<<<<

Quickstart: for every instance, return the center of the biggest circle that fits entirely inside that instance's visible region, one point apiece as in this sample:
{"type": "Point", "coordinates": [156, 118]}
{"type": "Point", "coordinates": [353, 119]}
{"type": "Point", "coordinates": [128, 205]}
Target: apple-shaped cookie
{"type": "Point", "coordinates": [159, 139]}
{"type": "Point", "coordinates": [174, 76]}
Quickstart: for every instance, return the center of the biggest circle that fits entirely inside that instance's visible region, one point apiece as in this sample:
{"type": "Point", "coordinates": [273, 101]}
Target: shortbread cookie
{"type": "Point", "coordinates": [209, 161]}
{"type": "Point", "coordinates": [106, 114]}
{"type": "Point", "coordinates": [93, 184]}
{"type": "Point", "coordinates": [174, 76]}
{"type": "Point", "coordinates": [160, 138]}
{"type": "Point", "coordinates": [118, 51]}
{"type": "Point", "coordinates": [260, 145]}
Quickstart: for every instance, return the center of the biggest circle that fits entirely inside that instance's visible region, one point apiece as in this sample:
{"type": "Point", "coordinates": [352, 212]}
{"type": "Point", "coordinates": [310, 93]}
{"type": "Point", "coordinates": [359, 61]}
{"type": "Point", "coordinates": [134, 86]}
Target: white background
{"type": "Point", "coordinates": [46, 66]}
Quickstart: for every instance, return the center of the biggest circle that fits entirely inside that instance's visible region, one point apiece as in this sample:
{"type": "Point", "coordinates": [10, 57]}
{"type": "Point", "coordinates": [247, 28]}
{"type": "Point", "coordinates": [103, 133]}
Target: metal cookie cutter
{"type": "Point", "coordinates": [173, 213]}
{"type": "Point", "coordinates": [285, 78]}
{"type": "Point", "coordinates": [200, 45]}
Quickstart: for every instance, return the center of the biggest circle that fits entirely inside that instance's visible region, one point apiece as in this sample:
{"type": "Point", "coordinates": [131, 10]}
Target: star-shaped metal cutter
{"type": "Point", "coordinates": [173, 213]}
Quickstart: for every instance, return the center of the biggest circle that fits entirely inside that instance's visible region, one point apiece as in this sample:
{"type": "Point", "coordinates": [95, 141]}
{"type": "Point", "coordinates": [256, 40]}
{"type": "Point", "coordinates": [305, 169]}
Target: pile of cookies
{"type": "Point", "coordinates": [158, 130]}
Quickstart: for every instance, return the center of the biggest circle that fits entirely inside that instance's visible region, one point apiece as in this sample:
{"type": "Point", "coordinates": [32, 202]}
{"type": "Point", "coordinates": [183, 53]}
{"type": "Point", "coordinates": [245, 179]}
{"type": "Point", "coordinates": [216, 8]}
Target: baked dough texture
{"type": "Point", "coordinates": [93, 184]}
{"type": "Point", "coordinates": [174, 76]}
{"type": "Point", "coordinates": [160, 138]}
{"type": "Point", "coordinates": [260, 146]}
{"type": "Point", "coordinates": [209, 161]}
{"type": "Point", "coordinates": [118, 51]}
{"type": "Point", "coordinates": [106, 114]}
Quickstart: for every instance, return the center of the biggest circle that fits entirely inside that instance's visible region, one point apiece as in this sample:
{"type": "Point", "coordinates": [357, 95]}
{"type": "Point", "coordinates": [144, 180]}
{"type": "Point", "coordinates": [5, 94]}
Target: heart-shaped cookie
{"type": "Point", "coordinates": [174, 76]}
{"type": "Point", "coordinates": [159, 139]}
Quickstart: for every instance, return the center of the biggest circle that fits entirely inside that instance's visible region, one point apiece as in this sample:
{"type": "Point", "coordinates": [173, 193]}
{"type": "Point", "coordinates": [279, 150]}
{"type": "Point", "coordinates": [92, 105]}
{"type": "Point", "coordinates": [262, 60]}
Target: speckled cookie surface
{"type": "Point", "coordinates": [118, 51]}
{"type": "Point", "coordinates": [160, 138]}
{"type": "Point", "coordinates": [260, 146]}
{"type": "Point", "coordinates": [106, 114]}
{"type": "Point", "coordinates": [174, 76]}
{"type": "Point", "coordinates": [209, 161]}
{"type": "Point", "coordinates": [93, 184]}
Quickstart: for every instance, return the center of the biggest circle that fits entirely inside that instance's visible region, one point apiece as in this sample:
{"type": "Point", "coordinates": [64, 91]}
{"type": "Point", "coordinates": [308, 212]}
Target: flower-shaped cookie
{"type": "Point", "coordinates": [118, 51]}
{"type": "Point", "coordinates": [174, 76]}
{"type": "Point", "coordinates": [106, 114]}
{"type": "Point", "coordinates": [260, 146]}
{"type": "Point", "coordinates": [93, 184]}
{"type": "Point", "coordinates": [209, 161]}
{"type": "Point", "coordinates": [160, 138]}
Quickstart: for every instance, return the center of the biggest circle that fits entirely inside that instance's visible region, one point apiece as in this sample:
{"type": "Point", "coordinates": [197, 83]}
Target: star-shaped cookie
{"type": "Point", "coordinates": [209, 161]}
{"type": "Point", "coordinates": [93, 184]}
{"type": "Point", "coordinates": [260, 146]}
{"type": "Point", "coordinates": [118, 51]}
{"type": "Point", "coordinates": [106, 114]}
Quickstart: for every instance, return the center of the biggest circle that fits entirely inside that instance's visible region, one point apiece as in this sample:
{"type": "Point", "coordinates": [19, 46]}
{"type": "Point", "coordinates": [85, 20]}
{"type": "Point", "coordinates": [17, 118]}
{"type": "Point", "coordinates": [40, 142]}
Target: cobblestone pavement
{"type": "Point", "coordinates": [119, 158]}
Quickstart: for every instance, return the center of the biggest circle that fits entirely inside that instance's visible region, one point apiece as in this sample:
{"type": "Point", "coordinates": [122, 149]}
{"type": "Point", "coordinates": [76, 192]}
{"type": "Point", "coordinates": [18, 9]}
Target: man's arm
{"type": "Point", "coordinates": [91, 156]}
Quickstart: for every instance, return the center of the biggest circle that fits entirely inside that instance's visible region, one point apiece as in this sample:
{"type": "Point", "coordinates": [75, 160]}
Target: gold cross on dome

>>>>

Work instructions | Reproduce the entire listing above verbatim, preserving every line in its original order.

Worked solution |
Quickstart: for every instance, return the center of the biggest circle that fits entirely inside that instance's visible region, one point apiece as in this sample:
{"type": "Point", "coordinates": [156, 118]}
{"type": "Point", "coordinates": [353, 119]}
{"type": "Point", "coordinates": [128, 205]}
Target: apple-shaped cookie
{"type": "Point", "coordinates": [159, 139]}
{"type": "Point", "coordinates": [174, 76]}
Quickstart: for every instance, return the center of the biggest circle that fits entirely inside that instance's visible region, one point apiece as in this sample:
{"type": "Point", "coordinates": [273, 101]}
Target: shortbread cookie
{"type": "Point", "coordinates": [209, 161]}
{"type": "Point", "coordinates": [106, 114]}
{"type": "Point", "coordinates": [93, 184]}
{"type": "Point", "coordinates": [174, 76]}
{"type": "Point", "coordinates": [160, 138]}
{"type": "Point", "coordinates": [118, 51]}
{"type": "Point", "coordinates": [260, 145]}
Quickstart: for every instance, return the center of the biggest circle that fits entirely inside that instance's visible region, one point apiece as in this sample:
{"type": "Point", "coordinates": [352, 212]}
{"type": "Point", "coordinates": [310, 93]}
{"type": "Point", "coordinates": [359, 61]}
{"type": "Point", "coordinates": [134, 86]}
Target: white background
{"type": "Point", "coordinates": [46, 66]}
Quickstart: for every instance, return the center of the biggest circle that fits entirely inside that instance's visible region, one point apiece as in this sample:
{"type": "Point", "coordinates": [10, 57]}
{"type": "Point", "coordinates": [247, 28]}
{"type": "Point", "coordinates": [103, 133]}
Target: metal cookie cutter
{"type": "Point", "coordinates": [173, 213]}
{"type": "Point", "coordinates": [285, 78]}
{"type": "Point", "coordinates": [200, 45]}
Quickstart: for every instance, return the center of the biggest circle that fits entirely inside that instance's visible region, one point apiece as in this sample:
{"type": "Point", "coordinates": [131, 10]}
Target: star-shaped metal cutter
{"type": "Point", "coordinates": [173, 213]}
Quickstart: for every instance, return the center of the biggest circle that fits entirely inside that instance's visible region, one point apiece as in this sample:
{"type": "Point", "coordinates": [95, 141]}
{"type": "Point", "coordinates": [256, 40]}
{"type": "Point", "coordinates": [305, 169]}
Target: pile of cookies
{"type": "Point", "coordinates": [158, 130]}
Quickstart: for every instance, return the center of the biggest circle that fits entirely inside that instance's visible region, one point apiece as in this sample:
{"type": "Point", "coordinates": [32, 202]}
{"type": "Point", "coordinates": [183, 53]}
{"type": "Point", "coordinates": [245, 179]}
{"type": "Point", "coordinates": [216, 8]}
Target: baked dough texture
{"type": "Point", "coordinates": [93, 184]}
{"type": "Point", "coordinates": [174, 76]}
{"type": "Point", "coordinates": [160, 138]}
{"type": "Point", "coordinates": [260, 146]}
{"type": "Point", "coordinates": [209, 161]}
{"type": "Point", "coordinates": [118, 51]}
{"type": "Point", "coordinates": [106, 114]}
Quickstart: for every instance, return the center of the biggest circle that fits entirely inside that instance's visible region, one point apiece as in this sample:
{"type": "Point", "coordinates": [357, 95]}
{"type": "Point", "coordinates": [144, 180]}
{"type": "Point", "coordinates": [5, 94]}
Target: heart-shaped cookie
{"type": "Point", "coordinates": [174, 76]}
{"type": "Point", "coordinates": [159, 139]}
Quickstart: for every instance, return the center of the biggest circle that fits entirely inside that instance's visible region, one point apiece as in this sample:
{"type": "Point", "coordinates": [173, 193]}
{"type": "Point", "coordinates": [279, 150]}
{"type": "Point", "coordinates": [92, 105]}
{"type": "Point", "coordinates": [262, 60]}
Target: speckled cookie surface
{"type": "Point", "coordinates": [118, 51]}
{"type": "Point", "coordinates": [160, 138]}
{"type": "Point", "coordinates": [260, 146]}
{"type": "Point", "coordinates": [106, 114]}
{"type": "Point", "coordinates": [174, 76]}
{"type": "Point", "coordinates": [209, 161]}
{"type": "Point", "coordinates": [93, 184]}
Quickstart: for every instance, return the center of the biggest circle that fits entirely inside that instance's visible region, one point apiece as in this sample:
{"type": "Point", "coordinates": [64, 91]}
{"type": "Point", "coordinates": [308, 212]}
Target: flower-shaped cookie
{"type": "Point", "coordinates": [118, 51]}
{"type": "Point", "coordinates": [174, 76]}
{"type": "Point", "coordinates": [106, 114]}
{"type": "Point", "coordinates": [260, 146]}
{"type": "Point", "coordinates": [93, 184]}
{"type": "Point", "coordinates": [209, 161]}
{"type": "Point", "coordinates": [160, 138]}
Quickstart: for every instance, return the center of the biggest circle that fits entirely inside that instance's visible region, one point apiece as in this sample:
{"type": "Point", "coordinates": [197, 83]}
Target: star-shaped cookie
{"type": "Point", "coordinates": [209, 161]}
{"type": "Point", "coordinates": [93, 184]}
{"type": "Point", "coordinates": [260, 146]}
{"type": "Point", "coordinates": [118, 51]}
{"type": "Point", "coordinates": [106, 114]}
Quickstart: for every instance, return the center of the biggest circle that fits entirely inside that instance's visible region, one point apiece as in this sample:
{"type": "Point", "coordinates": [19, 46]}
{"type": "Point", "coordinates": [85, 20]}
{"type": "Point", "coordinates": [17, 118]}
{"type": "Point", "coordinates": [40, 142]}
Target: cobblestone pavement
{"type": "Point", "coordinates": [119, 158]}
Quickstart: for every instance, return the center of the biggest circle that fits entirely inside that instance's visible region, one point apiece as in this sample:
{"type": "Point", "coordinates": [122, 149]}
{"type": "Point", "coordinates": [76, 192]}
{"type": "Point", "coordinates": [18, 9]}
Target: man's arm
{"type": "Point", "coordinates": [91, 156]}
Quickstart: for every instance, return the center of the biggest circle that fits entirely inside that instance's visible region, one point apiece as in this sample:
{"type": "Point", "coordinates": [75, 160]}
Target: gold cross on dome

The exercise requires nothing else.